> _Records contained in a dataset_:

>>>>

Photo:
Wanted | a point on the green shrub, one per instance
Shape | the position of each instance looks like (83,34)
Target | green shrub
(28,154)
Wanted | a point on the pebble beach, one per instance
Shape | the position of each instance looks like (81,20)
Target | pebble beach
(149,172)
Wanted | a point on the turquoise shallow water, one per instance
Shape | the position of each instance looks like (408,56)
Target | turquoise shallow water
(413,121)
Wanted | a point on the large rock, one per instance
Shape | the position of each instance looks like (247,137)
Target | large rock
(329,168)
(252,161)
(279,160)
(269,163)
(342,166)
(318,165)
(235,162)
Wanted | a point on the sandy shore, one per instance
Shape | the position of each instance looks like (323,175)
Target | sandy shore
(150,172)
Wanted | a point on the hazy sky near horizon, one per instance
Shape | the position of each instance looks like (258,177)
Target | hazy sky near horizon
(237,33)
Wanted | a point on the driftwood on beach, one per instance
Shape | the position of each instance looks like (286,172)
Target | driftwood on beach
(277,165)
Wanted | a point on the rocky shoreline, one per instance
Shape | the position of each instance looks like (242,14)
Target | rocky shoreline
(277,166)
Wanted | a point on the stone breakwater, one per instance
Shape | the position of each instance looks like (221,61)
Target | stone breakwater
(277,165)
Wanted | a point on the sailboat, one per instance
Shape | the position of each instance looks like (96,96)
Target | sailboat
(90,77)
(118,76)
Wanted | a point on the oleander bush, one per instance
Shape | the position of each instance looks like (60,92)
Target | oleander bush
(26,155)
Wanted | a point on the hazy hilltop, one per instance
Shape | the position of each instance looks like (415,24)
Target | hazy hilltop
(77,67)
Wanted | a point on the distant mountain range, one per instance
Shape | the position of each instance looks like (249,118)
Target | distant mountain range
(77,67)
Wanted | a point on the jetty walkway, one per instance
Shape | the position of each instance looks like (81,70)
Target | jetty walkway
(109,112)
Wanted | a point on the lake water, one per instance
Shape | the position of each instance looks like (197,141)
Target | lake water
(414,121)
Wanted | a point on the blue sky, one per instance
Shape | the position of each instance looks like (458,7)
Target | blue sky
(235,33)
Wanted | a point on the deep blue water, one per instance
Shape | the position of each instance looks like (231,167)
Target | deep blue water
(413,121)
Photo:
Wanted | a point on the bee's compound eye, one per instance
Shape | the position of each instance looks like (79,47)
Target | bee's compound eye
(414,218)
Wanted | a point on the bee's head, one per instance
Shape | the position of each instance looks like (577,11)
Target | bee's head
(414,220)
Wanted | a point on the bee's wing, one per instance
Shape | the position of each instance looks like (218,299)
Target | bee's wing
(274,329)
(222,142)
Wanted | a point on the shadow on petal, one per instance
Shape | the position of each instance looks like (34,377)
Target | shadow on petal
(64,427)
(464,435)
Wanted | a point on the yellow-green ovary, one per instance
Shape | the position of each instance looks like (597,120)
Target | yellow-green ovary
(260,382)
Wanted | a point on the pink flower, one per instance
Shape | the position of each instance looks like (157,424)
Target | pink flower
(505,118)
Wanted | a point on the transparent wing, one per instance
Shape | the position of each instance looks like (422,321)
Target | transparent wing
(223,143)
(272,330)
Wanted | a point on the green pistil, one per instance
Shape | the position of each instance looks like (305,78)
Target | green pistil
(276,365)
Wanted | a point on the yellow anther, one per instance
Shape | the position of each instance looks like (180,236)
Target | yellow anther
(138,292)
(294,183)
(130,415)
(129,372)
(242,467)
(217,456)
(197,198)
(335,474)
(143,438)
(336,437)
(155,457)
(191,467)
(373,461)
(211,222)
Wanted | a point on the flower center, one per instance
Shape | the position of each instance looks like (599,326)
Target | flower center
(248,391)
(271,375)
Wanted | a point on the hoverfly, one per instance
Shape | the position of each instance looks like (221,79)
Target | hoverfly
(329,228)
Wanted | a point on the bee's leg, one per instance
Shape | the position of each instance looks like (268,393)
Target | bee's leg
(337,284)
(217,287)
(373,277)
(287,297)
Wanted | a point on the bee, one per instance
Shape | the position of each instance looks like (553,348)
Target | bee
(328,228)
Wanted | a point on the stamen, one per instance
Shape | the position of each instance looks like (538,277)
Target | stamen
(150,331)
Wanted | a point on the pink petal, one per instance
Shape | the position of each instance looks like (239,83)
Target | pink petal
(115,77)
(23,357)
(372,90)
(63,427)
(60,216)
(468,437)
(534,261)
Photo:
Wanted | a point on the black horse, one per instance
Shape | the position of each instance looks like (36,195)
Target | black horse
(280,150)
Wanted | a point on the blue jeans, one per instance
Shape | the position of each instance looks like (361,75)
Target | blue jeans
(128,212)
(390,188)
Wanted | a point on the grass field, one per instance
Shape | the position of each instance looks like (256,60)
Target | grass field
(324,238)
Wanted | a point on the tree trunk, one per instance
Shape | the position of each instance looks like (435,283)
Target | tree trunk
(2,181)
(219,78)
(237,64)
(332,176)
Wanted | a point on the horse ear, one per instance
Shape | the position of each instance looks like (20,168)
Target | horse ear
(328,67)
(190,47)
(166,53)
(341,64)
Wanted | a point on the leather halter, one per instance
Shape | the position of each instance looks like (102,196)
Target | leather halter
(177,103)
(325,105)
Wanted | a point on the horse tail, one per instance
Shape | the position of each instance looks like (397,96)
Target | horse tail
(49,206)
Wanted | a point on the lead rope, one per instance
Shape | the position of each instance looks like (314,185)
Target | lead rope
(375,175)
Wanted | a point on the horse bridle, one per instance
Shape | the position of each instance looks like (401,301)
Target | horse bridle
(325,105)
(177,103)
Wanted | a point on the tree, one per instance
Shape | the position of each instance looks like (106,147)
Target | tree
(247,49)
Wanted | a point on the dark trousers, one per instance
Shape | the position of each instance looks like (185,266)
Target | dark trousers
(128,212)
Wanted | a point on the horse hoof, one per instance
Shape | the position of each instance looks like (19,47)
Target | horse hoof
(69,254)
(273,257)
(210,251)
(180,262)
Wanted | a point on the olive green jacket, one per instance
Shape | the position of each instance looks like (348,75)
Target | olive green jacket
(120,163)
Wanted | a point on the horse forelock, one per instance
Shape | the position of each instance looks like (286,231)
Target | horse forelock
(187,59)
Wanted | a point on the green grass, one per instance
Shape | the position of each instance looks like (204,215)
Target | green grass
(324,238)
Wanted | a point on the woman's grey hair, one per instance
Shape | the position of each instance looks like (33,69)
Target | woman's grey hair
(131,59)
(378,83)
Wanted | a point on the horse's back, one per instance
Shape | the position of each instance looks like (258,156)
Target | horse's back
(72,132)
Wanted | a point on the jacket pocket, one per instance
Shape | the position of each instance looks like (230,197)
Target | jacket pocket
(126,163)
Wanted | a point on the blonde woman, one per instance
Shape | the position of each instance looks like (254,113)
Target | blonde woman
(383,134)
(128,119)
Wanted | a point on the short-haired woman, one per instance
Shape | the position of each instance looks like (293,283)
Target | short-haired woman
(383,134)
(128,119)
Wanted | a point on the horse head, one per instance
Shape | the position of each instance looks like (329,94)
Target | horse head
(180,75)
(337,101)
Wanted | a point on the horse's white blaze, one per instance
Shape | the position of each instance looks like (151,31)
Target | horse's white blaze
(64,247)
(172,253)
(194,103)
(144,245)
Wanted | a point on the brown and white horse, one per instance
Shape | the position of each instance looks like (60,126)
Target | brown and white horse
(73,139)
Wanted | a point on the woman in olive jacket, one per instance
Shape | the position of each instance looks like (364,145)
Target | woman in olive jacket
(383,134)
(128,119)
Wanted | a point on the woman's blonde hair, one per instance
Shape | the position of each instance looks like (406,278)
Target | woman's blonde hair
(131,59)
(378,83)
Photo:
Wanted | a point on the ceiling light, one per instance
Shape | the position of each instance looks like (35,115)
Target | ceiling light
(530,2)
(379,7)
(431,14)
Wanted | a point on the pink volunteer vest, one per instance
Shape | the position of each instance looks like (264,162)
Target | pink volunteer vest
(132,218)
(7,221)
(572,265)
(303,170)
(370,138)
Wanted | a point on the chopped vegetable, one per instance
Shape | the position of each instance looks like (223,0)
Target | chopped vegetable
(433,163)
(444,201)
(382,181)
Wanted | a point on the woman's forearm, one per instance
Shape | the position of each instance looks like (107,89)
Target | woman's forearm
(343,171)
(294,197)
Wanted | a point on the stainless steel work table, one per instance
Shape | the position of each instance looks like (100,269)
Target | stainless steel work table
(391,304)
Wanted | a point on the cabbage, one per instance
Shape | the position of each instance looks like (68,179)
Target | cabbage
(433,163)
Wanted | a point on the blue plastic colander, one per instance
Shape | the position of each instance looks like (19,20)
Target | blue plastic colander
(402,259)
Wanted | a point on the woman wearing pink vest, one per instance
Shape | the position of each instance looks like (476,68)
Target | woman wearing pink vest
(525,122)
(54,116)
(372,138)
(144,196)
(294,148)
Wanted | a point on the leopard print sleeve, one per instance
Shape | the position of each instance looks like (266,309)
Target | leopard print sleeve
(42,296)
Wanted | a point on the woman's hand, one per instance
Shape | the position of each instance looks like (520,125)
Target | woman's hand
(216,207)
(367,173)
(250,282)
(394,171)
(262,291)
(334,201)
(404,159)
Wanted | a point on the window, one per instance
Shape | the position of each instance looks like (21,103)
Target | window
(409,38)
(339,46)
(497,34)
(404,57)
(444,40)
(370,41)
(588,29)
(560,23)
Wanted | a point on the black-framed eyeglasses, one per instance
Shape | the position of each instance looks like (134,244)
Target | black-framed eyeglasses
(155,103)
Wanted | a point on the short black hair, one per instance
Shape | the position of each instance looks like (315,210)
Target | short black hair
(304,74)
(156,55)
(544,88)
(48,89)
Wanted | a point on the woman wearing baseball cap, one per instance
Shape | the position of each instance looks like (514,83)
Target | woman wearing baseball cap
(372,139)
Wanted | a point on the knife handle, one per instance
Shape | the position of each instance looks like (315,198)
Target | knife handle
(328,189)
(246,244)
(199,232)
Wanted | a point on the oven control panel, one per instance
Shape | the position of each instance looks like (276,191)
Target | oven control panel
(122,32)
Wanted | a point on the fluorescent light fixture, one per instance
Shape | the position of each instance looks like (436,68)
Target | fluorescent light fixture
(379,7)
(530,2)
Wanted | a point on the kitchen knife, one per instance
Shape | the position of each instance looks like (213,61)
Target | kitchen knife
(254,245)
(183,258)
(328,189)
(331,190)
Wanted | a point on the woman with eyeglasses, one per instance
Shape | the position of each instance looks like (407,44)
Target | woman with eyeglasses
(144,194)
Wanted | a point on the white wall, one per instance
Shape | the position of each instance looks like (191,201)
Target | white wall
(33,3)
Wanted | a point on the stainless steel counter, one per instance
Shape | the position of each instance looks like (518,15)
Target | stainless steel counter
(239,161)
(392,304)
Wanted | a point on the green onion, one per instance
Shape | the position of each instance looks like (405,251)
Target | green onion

<<<<

> _Work order_:
Extract every line of the records above that contains the word "onion".

> _Answer to the exercise_:
Wanted | a point on the green onion, one per instance
Target | green onion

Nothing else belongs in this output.